▸ PARTS OF THE EXERCISE:
**a)** Translate this sentence from the network design document into Spanish: "A network object knows all Operators belonging to this network."
**b)** According to the network design document, what kind of message is a NetDesc?
**c)** Continue the network design document from its last line.

▸ SOURCE PASSAGE:
....................

You can not select more than 25 topics Topics must start with a letter or number, can include dashes ('-') and can be up to 35 characters long.
Paddle/paddle/operators/net_op_design.md

7.8 KiB

Network Design

Network is the container and controller of a set of operators, user can build a real network from a NetDesc which is a protobuf message and use Network.Run() to run all the operators in the network.

A network object knows all Operators belonging to this network. Variables, which are inputs and outputs of these operators, are created and managed by a hierarchy of Scope objects.

API

Net

To make the Network extendable, a base class is defined like this

// operator's index stored in a network.
typedef int OpIndex;

// The minimum a network should be implemented.
class Net {
 public:
  // run all the operators and return success(true) or not, with all the
  // variables are located in `scope`. `context` describes the detail execution
  // environment for ops. `begin` and `end` specify the scope of `ops_` to run,
  // If no positive indexes are provided, all operators in `ops_` will run.
  virtual Error Run(Scope *scope, OpContext *context, OpIndex begin = -1,
                   OpIndex end = -1) const = 0;

  // Add an Operator according to `def`.
  virtual OpIndex AddOp(const proto::OpDef &def) = 0;

  // Add optimizer operators acctording to `attrs`.
  virtual Error AddOptimizerOps(const OptAttrs &attrs) = 0;

  // Add backward operators.
  virtual Error AddBackwardOps() = 0;

  // Infer the shapes of variables required by operators in the network. The
  // `scope` will be mutated according to the inferred shapes.

  static std::unique_ptr<Net> Create(const NetDesc &def = NetDesc());
};

All network implementations should build networks from a protobuf message which describes the structure of a real network; Run method should be implemented by all implementations to offer a universal method to forward or backward compute a network.

Net::Create is a method of factory pattern and can be implemented like

std::unique<Net> Net::Create(const NetDesc& def) {
  switch (def.model_type()) {
    case NN:
      return new Network(def);
    case Recursive:
      return new RecursiveNet(def);
    case Recurrent:
      return new RecurrentNet(def);
  }
  return nullptr;
}

Network is designed as the container of operators. to make it more extendable, we decouple it from the related variable resources.

Run(Scope* scope) takes the scope as a argument so that it can run in different scopes.

Finally, Net can be used as followed

Scope default_scope;
OpContext default_context;
auto net = Net::CreateNet(def);

if (net) {
  net.Run(&default_scope, &default_context);
}

PlainNet as a simple implementation of BaseNet

A very basic implementation is as follows. All it does is simply to run every operators in sequence.

class PlainNet : public Net {
 public:
  // Create a network describe by `def`.  NetDesc is the definition of a network.
  PlainNet(const NetDesc &def);

  // Infer all the operators' input and output varialbes' shapes, will be called before every mini-batch
  training.
  virtual Error InferShape(Scope *scope) override;

  // Run all the operators with the `scope`, if no scope is provided, default
  // scope will be used instead. If no OpContext is provicded, default context will be used.

....................

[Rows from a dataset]
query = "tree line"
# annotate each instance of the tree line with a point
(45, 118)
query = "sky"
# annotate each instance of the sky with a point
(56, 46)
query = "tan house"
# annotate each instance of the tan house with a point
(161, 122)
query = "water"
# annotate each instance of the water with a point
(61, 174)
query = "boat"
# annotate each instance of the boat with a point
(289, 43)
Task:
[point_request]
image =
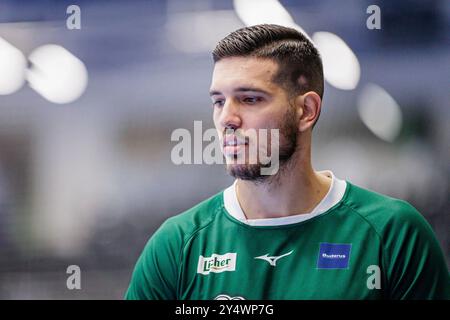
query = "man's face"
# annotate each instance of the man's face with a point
(245, 100)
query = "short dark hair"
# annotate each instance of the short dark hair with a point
(299, 63)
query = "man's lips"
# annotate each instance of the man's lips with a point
(234, 141)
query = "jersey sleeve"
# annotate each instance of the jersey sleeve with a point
(156, 272)
(416, 267)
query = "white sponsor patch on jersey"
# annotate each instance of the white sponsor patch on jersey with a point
(217, 263)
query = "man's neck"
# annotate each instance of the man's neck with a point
(298, 191)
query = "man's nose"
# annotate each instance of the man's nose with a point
(230, 116)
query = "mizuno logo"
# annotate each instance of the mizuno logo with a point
(272, 260)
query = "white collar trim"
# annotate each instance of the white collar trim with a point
(333, 196)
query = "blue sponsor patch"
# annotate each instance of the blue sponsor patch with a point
(334, 255)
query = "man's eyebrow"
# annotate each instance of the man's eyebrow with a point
(240, 89)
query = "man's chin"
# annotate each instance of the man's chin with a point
(250, 172)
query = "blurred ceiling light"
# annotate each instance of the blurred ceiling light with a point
(253, 12)
(12, 68)
(379, 112)
(57, 74)
(206, 28)
(340, 65)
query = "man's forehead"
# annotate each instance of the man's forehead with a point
(241, 72)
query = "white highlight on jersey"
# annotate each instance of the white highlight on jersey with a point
(272, 260)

....................

▸ ANSWERS GIVEN:
**a)** Un objeto de red conoce todos los operadores que pertenecen a esta red.

**b)** A NetDesc is a protobuf message.

**c)**
  virtual Error Run(Scope *scope = nullptr, OpContext *context=nullptr, OpIndex begin = -1,
                   OpIndex end = -1) const override;

  virtual OpIndex AddOp(const proto::OpDef &def) override;

  virtual Error AddOptimizerOps(const OptAttrs &attrs) override;

  virtual Error AddBackwardOps() override;

 protected:
  // Create operators accordding to `def`, will be called by the constructor.
  Error BuildNet(const NetDesc &def);

  // Add a operator which is identified as `type` and has attributes described
  // in `attrs`, the `inputs` are the keys of readonly input variables,
  // `outputs` are keys of mutable output variables. An `OpIndex` will be
  // returned to indicate the offset of the new operator in `ops_`.
  OpIndex AddOp(const std::string &type, const std::vector<string> &inputs,
                const std::vector<string> &outputs,
                const OprAttr &attrs = OprAttr());

 private:
  // the operators owned by `Network`.
  std::vector<Operator> ops_;
};

PlainNet will create operators so that a private member ops_ is defined, the operators are created by CreateNet, and each operator is created by AddOp.

PlainNet Usage

PlainNet can be used to define and run a network as follows

// create an empty scope located on CPU device.
Scope scope(CPUPlace());

// create and init variables described in `net_desc`.
scope.CreateVariables(net_desc);
scope.InitVariables(net_desc);

// create a network according to `net_desc`
auto net = Net::CreateNet(net_desc);
// Add more operators if needed.
net->AddOp(add...);
net->AddOp(fc...);

net->AddBackwardOps();
net->AddOptimizerOps();

// run the network providing the `scope`.
net.Run(&scope);

NetBuilder as a C++ syntax wrapper

This is a detailed description of the user-related C++ network API, and may not needed in the prototype development stage.

The NetBuilder will give users a much simpler syntax as follows to create a network, and demonstrates how to use the BaseNet's raw interfaces.

Variable* fc_out = builder.AddOp("fc", input=image, size=100, activation="Sigmoid");
Variable* prediction = builder.AddOp("fc", input=fc_out, size=10, activation="Sigmoid");
Variable* loss = builder.AddOp("cross_entropy", input=prediction, label=label);
Variable* avg_loss = builder.AddOp("mean", loss);

builder.BackwardFrom(avg_loss)
builder.AddOptimization(1e-4, "adam");
builder.Run();

NetBuilder will call Net 's virtual functions to change the real network structure, here is a sample definition

class NetBuilder final {
 public:
  NetBuilder(Net* net) : net_(net) {}

  Variable* AddOp(const string& type, const vector<Variable>& inputs,
                  size_t size, Activation act) {
    // much code here.
    // ...
    net_->AddOp(def);
    need_rebuild_net_ = true;
    net_->InferShape();
    // ...
  }

  Error BackwardFrom(const Variable& cost);

  Error Run(Scope* scope, OpContext* context, bool need_backward = true) {
    // backward.
    if (need_backward) {
      if (need_rebuild_net_) {
        AddBackwardOps();
        AddOptimizerOps();
      }
      net_->Run(scope, context);
      return;
    }
    // just forward.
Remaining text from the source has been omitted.